- _Übungsaufgabe_
Gib den folgenden Auszug über die Geschäftsführertantieme einer GmbH vollständig und wortgetreu wieder.

- _Dokumentauszug_
Leitsatz
Verzichtet der alleinige Gesellschafter einer GmbH wegen verschlechterter Gewinnsituation der Gesellschaft auf das vereinbarte Geschäftsführergehalt, jedoch nicht auf die ihm zugesagte Gewinntantieme, so führt die "stehen gelassene" Tantieme jedenfalls dann zur Annahme einer vGA, wenn sie weder zeitlich noch betragsmäßig begrenzt wird.
Normenkette
§ 8 Abs. 3 Satz 2 KStG
Sachverhalt
Die Klägerin ist eine 1977 gegründete GmbH mit einem Stammkapital von 200 000 DM. In den Wirtschaftsjahren ab 1985 erwirtschaftete sie laufend Verluste. Ihre Verbindlichkeiten waren Ende 1989 nur teilweise und nur durch Umlaufvermögen gedeckt. Ihre Überschuldung hätte allein durch Realisierung stiller Reserven aus dem Grundstücksanlagevermögen ausgeglichen werden können. Aufgrund dieser Verlustsituation nahm sie im Jahr 1990 Umstrukturierungsmaßnahmen vor.
Vor dem Hintergrund dieser Entwicklung zahlte die Klägerin ihrem Geschäftsführer für dessen Tätigkeit vom 1.10.1978 an aufgrund des ursprünglichen Anstellungsvertrages ein monatliches Festgehalt von 7 500 DM und eine Tantieme. Ab dem 1.7.1990 wurde dieser Anstellungsvertrag durch einen neuen Vertrag vom 20.3.1990 ersetzt. Der Geschäftsführer erhielt hiernach keine monatliche Vergütung mehr, jedoch weiterhin eine Tantieme in Höhe von 50 % des körperschaftsteuerlichen Einkommens.

Zeigedatensätze
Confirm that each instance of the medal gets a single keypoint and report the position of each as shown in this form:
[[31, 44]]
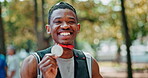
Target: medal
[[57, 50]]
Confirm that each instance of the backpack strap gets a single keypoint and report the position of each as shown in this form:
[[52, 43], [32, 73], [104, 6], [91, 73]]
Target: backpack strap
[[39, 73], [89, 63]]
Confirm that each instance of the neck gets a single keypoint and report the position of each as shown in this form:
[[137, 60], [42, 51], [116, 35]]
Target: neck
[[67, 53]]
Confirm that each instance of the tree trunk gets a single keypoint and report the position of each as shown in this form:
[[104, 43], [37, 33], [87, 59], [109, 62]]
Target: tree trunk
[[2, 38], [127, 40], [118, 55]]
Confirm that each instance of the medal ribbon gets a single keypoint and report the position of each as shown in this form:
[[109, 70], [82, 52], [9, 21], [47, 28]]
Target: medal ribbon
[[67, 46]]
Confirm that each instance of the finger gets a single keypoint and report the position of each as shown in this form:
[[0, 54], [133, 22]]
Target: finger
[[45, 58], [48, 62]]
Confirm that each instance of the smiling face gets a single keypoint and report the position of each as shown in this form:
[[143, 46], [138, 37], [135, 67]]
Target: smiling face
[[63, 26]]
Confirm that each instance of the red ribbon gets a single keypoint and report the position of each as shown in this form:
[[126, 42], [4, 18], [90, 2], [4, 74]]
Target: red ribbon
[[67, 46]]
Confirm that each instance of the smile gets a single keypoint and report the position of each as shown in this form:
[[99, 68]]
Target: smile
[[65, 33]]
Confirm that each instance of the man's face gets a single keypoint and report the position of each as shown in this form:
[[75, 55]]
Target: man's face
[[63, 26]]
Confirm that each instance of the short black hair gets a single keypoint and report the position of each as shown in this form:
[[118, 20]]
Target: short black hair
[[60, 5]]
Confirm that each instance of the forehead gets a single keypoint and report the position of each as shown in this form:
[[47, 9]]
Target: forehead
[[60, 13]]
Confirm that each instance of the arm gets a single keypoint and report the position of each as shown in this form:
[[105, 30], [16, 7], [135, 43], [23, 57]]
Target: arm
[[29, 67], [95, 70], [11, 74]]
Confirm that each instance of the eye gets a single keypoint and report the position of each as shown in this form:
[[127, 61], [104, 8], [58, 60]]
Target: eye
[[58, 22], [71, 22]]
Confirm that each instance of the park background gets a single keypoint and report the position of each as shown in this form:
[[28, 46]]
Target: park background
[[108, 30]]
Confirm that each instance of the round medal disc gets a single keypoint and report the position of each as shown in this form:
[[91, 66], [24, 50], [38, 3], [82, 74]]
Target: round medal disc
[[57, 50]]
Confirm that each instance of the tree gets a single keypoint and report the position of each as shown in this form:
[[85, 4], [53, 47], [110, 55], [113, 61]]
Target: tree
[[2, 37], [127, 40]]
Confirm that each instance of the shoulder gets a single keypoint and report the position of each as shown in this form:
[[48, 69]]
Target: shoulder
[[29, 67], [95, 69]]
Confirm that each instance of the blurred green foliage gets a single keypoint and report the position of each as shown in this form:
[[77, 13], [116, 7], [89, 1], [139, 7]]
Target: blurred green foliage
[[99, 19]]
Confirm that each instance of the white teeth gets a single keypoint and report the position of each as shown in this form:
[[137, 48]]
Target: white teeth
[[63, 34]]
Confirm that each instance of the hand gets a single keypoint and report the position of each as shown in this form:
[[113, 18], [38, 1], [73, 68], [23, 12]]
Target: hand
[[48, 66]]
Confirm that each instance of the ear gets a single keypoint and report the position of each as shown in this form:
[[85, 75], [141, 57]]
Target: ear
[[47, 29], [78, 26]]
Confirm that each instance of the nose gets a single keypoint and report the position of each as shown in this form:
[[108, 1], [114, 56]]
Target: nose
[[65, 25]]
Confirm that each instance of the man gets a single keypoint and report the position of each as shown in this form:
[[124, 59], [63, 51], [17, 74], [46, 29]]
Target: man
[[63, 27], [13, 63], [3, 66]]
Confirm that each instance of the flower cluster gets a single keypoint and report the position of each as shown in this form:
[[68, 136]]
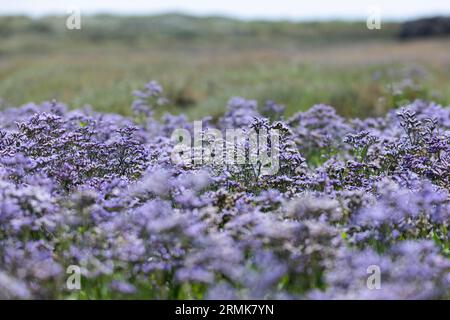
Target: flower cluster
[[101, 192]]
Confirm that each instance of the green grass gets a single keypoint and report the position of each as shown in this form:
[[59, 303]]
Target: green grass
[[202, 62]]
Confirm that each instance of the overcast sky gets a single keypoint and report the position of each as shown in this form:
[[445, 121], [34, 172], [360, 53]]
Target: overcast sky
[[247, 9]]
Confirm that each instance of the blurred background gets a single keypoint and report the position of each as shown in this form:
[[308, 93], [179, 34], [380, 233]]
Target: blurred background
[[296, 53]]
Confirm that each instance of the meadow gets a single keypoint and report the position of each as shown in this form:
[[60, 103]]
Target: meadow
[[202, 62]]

* * *

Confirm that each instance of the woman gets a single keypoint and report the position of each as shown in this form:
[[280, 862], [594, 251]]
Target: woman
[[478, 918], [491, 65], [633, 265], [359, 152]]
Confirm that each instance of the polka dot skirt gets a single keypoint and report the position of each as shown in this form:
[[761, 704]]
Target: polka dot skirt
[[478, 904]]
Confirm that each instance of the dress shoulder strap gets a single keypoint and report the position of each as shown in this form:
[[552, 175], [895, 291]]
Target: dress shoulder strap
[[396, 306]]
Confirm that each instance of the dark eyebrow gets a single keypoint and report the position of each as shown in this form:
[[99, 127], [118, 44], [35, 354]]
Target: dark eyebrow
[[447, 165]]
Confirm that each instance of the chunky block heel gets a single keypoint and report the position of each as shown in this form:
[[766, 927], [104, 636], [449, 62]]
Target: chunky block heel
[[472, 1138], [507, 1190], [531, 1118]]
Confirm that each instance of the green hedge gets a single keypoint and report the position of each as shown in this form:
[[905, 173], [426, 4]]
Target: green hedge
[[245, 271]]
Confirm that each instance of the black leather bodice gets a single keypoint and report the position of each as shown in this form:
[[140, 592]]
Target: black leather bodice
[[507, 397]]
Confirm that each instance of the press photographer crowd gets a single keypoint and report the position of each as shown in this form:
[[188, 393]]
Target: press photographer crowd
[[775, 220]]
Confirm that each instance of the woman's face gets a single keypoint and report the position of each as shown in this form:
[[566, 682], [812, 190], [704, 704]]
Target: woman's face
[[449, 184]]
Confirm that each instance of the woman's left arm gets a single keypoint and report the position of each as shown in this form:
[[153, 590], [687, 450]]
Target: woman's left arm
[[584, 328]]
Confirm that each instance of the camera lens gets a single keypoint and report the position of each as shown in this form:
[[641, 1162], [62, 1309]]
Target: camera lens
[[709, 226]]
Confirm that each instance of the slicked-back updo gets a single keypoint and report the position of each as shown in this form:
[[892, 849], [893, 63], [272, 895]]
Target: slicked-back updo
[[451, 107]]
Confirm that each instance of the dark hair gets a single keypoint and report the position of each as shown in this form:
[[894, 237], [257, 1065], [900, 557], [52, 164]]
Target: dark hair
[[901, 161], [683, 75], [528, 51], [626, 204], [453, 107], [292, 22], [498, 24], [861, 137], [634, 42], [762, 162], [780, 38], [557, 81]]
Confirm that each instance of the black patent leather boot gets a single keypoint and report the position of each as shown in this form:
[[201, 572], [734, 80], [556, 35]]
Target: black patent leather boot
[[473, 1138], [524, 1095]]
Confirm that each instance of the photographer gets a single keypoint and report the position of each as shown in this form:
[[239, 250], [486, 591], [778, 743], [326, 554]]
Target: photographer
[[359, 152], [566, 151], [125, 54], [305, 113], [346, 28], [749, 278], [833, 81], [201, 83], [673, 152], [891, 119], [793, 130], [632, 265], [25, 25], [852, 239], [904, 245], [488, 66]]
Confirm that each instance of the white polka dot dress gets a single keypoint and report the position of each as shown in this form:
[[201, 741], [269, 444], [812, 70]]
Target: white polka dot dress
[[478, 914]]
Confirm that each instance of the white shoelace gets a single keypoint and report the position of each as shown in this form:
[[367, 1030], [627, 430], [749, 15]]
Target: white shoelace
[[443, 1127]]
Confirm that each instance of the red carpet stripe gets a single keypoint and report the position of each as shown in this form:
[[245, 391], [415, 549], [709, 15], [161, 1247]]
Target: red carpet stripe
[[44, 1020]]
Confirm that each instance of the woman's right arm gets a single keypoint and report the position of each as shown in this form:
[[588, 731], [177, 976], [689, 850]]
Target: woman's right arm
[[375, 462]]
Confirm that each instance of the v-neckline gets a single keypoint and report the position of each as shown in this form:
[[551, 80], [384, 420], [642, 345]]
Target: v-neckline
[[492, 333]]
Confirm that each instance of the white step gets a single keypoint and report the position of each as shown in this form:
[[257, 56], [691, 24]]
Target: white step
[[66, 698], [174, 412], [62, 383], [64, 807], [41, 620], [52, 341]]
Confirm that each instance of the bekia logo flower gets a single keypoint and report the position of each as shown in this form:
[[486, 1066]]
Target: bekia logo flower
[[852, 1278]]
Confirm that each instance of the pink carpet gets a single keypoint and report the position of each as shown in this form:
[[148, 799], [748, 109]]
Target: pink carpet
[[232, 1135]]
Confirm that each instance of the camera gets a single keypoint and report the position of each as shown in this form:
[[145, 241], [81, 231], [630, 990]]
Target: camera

==

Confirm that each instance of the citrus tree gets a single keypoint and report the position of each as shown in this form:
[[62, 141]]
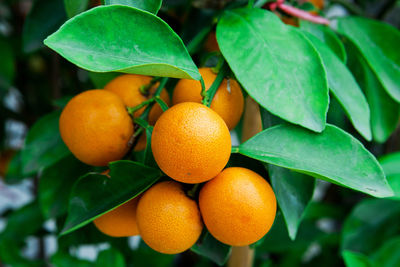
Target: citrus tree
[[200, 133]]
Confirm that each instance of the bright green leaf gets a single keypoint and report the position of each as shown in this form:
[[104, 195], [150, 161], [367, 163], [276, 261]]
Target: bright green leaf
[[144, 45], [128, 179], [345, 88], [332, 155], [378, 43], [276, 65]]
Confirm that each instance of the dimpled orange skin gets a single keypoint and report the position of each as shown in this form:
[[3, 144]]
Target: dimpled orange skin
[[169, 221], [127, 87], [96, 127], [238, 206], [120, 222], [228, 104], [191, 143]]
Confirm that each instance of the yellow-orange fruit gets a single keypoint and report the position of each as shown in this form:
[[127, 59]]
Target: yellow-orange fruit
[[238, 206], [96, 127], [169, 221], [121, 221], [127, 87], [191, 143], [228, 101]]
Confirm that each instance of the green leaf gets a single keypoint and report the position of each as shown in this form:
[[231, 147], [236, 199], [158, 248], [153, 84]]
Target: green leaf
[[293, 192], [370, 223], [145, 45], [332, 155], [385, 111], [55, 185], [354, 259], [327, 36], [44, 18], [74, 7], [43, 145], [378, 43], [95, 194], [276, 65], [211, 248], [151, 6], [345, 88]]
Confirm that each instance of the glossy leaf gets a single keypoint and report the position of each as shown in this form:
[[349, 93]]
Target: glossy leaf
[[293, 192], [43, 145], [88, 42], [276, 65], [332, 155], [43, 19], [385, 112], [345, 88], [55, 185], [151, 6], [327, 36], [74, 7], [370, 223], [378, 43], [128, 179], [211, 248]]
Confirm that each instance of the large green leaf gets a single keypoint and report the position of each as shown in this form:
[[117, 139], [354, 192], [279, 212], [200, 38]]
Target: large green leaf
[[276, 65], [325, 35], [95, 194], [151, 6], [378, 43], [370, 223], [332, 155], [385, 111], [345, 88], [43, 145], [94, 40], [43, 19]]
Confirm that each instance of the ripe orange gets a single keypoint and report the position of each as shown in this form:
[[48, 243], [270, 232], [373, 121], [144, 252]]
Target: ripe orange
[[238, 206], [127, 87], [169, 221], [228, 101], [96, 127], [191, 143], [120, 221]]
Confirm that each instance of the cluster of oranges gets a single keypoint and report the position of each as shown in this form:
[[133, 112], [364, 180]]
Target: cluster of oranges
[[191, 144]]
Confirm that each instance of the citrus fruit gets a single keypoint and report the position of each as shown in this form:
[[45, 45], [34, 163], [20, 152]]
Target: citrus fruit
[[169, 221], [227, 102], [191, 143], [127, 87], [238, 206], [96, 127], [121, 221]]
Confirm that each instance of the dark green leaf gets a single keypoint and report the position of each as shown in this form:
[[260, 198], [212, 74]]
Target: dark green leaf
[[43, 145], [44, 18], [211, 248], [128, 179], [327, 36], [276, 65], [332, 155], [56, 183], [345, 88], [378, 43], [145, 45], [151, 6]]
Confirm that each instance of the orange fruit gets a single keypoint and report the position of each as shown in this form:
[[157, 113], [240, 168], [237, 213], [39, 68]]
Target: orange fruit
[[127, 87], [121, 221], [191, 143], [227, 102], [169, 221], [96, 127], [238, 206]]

- _Schriftliche Antwort_
Leitsatz
Verzichtet der alleinige Gesellschafter einer GmbH wegen verschlechterter Gewinnsituation der Gesellschaft auf das vereinbarte Geschäftsführergehalt, jedoch nicht auf die ihm zugesagte Gewinntantieme, so führt die "stehen gelassene" Tantieme jedenfalls dann zur Annahme einer vGA, wenn sie weder zeitlich noch betragsmäßig begrenzt wird.
Normenkette
§ 8 Abs. 3 Satz 2 KStG
Sachverhalt
Die Klägerin ist eine 1977 gegründete GmbH mit einem Stammkapital von 200 000 DM. In den Wirtschaftsjahren ab 1985 erwirtschaftete sie laufend Verluste. Ihre Verbindlichkeiten waren Ende 1989 nur teilweise und nur durch Umlaufvermögen gedeckt. Ihre Überschuldung hätte allein durch Realisierung stiller Reserven aus dem Grundstücksanlagevermögen ausgeglichen werden können. Aufgrund dieser Verlustsituation nahm sie im Jahr 1990 Umstrukturierungsmaßnahmen vor.
Vor dem Hintergrund dieser Entwicklung zahlte die Klägerin ihrem Geschäftsführer für dessen Tätigkeit vom 1.10.1978 an aufgrund des ursprünglichen Anstellungsvertrages ein monatliches Festgehalt von 7 500 DM und eine Tantieme. Ab dem 1.7.1990 wurde dieser Anstellungsvertrag durch einen neuen Vertrag vom 20.3.1990 ersetzt. Der Geschäftsführer erhielt hiernach keine monatliche Vergütung mehr, jedoch weiterhin eine Tantieme in Höhe von 50 % des körperschaftsteuerlichen Einkommens.